WRITTEN REQUEST A |
From the article on Tennessee State Route 227 below, list every highway named under its major junctions.
───── SELECTION ─────
- SR 227 highlighted in red

Route information
- Maintained by TDOT
- Length: 32.3 mi (52.0 km)
- Existed: July 1, 1983–present

Major junctions
- West end: SR 157 at the Alabama state line in Cypress Inn
- SR 13 in Fairview; US 43 in Saint Joseph;
- East end: SR 101 at the Alabama state line near Lexington, AL

Location
- Country: United States
- State: Tennessee
- Counties: Wayne, Lawrence

Highway system
- Tennessee State Routes; Interstate; US; State;
| ← SR 226 |  | → SR 228 |

= Tennessee State Route 227 =

State highway in Tennessee, United States

State Route 227 (SR 227) is a 32.3 mi east–west state highway in extreme southern Middle Tennessee. It is the only state highway in Tennessee that both begins and ends at the Alabama state line, with one end at Cypress Inn and the other just across the state line from Lexington, Alabama.
───── DATA PROVIDED ─────
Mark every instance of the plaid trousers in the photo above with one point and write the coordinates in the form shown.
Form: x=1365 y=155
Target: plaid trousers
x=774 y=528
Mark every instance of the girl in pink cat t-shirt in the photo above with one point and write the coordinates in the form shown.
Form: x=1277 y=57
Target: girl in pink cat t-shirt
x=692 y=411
─────
───── DATA PROVIDED ─────
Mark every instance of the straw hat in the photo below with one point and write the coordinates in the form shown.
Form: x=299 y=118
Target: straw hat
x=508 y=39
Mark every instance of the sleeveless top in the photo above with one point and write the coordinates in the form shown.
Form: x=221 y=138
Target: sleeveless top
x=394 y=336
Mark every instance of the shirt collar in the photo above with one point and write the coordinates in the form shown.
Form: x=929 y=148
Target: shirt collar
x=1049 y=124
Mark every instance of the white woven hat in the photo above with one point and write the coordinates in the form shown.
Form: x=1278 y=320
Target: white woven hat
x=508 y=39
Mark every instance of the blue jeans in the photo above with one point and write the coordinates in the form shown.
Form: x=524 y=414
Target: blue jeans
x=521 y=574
─────
WRITTEN REQUEST B |
Retype the stored data listing verbatim, from the line with "Mark every instance of the plaid" to the line with "x=692 y=411".

EXPECTED OUTPUT A |
SR 157, SR 13, US 43, SR 101

EXPECTED OUTPUT B |
Mark every instance of the plaid trousers in the photo above with one point and write the coordinates in the form shown.
Form: x=1365 y=155
Target: plaid trousers
x=774 y=528
Mark every instance of the girl in pink cat t-shirt in the photo above with one point and write the coordinates in the form shown.
Form: x=1277 y=57
Target: girl in pink cat t-shirt
x=692 y=411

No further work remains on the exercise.